------ ARTICLE

# Suns at Lakers



## Arclite (Nov 2, 2002)

Another low scoring affair, 67-61 Suns at halftime. JJ is having a hell of a game, outplaying Kobe Bryant so far. Amare with 12 points on 4 shots. Lakers not playing good defense but they've got balanced scoring and are making a game of it.


----------



## Brian34Cook (Mar 26, 2003)

Real low scoring affair [/sarcasm].. Pretty fun game.. Should be a good 2nd half.. Maybe some defense? :laugh:


----------



## Amareca (Oct 21, 2002)

The love affair between Kobe Bryant and the refs is just unreal.

How in the world was that an offensive foul on Amare?

That was such an obvious blocking foul.

Than Kobe commits a charge but doesn't get called for it of course..

Great job by the refs to put the Lakers back up.


----------



## Pejavlade (Jul 10, 2004)

Can the suns beat a western contender:whoknows:


----------



## Bartholomew Hunt (Mar 4, 2003)

Weeeee!


----------



## Middy (Jul 16, 2002)

> Originally posted by <b>Pejavlade</b>!
> Can the suns beat a western contender:whoknows:


wont find out tonight


----------



## ChristopherJ (Aug 10, 2004)

> Originally posted by <b>Pejavlade</b>!
> Can the suns beat a western contender:whoknows:


can u write a non buyist post with over 10 words?:whoknows:


----------



## Arclite (Nov 2, 2002)

QQQQQQQQQQQQQQQQQQQQQQQQQ!!!!!!!!!!!!!!!!!!!!!!!!!!!


----------



## Arclite (Nov 2, 2002)

Holy ****, what a game!

19-3 run to close out the game, WOW.

Kobe played a damn good game, but that was a chokejob there over the last 6 minutes.


----------



## Pr1me T1me (Oct 3, 2004)

IN LA!!! WOOOOH!!! Q MOTHA ****IN TIP CUZ!!! That's My BOY!!

16-3! 

what now?


----------



## Lukasbmw (Jul 30, 2004)

They got 15 more shot attempts, had almost twice as many offensive rebounds, and had a total of 12 more total rebounds..yet we still win.

The Suns need to box the F out. It is obvious this is not a one or two game problem...the Suns are not boxing out and it almost cost them the game.

I'm also not to fond of the 34 3 point attempts. Granted we did get some good looks (and knocked down 47% of them). However, we need to go inside more when we need points. 

Can we get some more post plays designed for Q? I don't think I've ever seen Amare get the ball and back someone down. I'd like to see him add that to his game rather then just facing someone up or powering to the hole. 

What a game...a good win but we need to take care of some of these things now before it costs us a loss.


----------



## Pr1me T1me (Oct 3, 2004)

We better have gotten a win like this after the Cleveland meltdown early in the year, great comeback! WOW, I'm very pleased with the Phoenix Suns...


----------



## Pr1me T1me (Oct 3, 2004)

We better have gotten a win like this after the Cleveland meltdown early in the year, great comeback! WOW, I'm very pleased with the Phoenix Suns...

------------
------ DATASET RECORDS

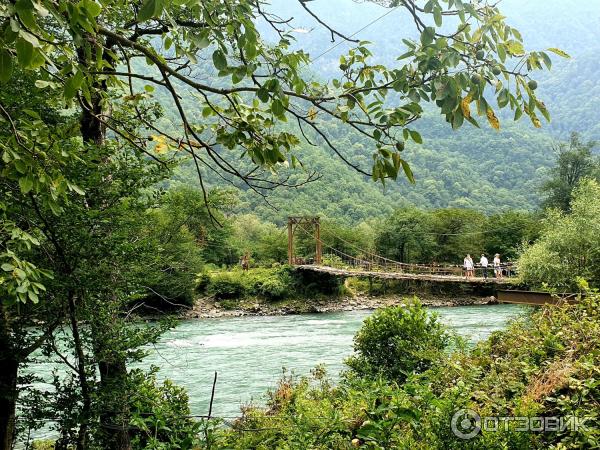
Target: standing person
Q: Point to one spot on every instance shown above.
(245, 262)
(484, 263)
(497, 267)
(468, 265)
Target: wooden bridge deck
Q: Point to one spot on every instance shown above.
(403, 275)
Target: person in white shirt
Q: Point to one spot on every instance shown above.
(484, 263)
(497, 267)
(468, 265)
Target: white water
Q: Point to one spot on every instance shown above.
(249, 353)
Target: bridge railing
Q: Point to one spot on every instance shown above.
(371, 262)
(342, 260)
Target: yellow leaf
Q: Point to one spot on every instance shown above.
(464, 105)
(492, 119)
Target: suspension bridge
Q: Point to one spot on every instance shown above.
(364, 263)
(354, 261)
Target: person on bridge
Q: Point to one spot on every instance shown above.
(497, 266)
(468, 265)
(484, 263)
(245, 262)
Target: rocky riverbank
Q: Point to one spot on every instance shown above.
(207, 307)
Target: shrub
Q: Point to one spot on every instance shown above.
(397, 341)
(160, 415)
(202, 281)
(273, 288)
(225, 286)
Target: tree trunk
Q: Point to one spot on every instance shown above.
(113, 375)
(9, 370)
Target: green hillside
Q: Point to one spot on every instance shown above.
(476, 168)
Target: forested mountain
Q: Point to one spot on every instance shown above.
(476, 168)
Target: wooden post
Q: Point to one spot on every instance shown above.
(290, 242)
(319, 248)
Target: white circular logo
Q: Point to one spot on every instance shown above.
(466, 424)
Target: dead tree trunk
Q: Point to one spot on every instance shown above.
(9, 371)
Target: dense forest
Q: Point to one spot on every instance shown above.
(488, 171)
(147, 145)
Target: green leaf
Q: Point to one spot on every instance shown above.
(149, 9)
(24, 52)
(26, 184)
(92, 8)
(515, 48)
(263, 95)
(407, 171)
(277, 107)
(416, 136)
(5, 66)
(42, 84)
(428, 35)
(559, 52)
(219, 60)
(437, 16)
(33, 296)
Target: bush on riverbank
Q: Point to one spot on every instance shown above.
(546, 364)
(272, 284)
(398, 341)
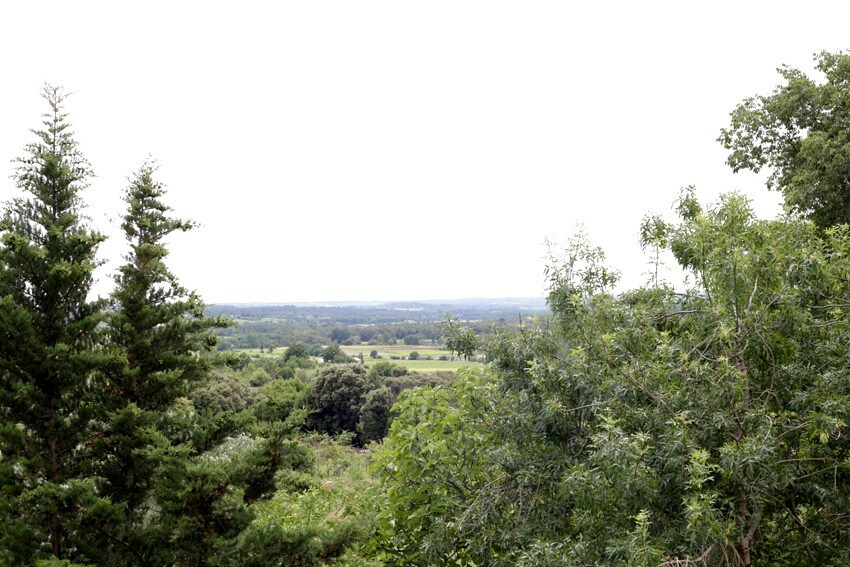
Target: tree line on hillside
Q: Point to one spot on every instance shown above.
(276, 334)
(655, 427)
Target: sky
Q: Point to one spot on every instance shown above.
(392, 150)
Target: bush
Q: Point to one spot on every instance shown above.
(337, 395)
(375, 414)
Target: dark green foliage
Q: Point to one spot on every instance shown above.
(335, 355)
(282, 398)
(459, 339)
(337, 395)
(296, 350)
(375, 414)
(386, 369)
(399, 383)
(646, 428)
(800, 133)
(48, 330)
(225, 393)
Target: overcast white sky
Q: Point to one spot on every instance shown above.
(399, 150)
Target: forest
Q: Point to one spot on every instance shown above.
(698, 424)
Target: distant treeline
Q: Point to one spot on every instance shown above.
(275, 326)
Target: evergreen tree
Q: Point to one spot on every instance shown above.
(162, 334)
(48, 329)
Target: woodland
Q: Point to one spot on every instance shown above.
(698, 424)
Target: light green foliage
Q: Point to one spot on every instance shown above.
(646, 427)
(375, 414)
(335, 355)
(386, 369)
(448, 497)
(459, 339)
(225, 392)
(317, 525)
(800, 133)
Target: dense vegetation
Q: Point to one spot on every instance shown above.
(412, 323)
(652, 427)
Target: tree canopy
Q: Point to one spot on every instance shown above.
(800, 133)
(652, 427)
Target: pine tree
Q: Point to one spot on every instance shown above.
(48, 331)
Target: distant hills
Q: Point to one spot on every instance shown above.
(376, 312)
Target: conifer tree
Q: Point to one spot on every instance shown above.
(48, 329)
(162, 334)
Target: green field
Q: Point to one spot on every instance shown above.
(387, 352)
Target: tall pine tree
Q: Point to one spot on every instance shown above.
(48, 331)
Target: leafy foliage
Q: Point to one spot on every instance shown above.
(800, 132)
(337, 395)
(649, 427)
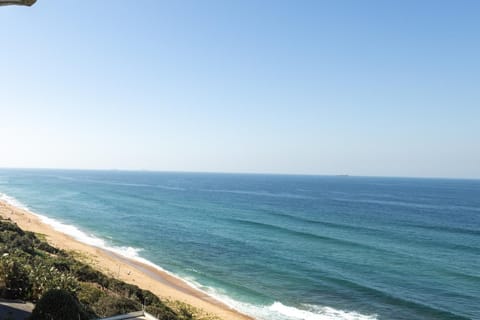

------------

◆ TO BE DONE ◆
Retype the passage of the Suns at Lakers thread above that begins with the words "Can we get some" and ends with "costs us a loss.".

◆ ANSWER TO THIS TASK ◆
Can we get some more post plays designed for Q? I don't think I've ever seen Amare get the ball and back someone down. I'd like to see him add that to his game rather then just facing someone up or powering to the hole. 

What a game...a good win but we need to take care of some of these things now before it costs us a loss.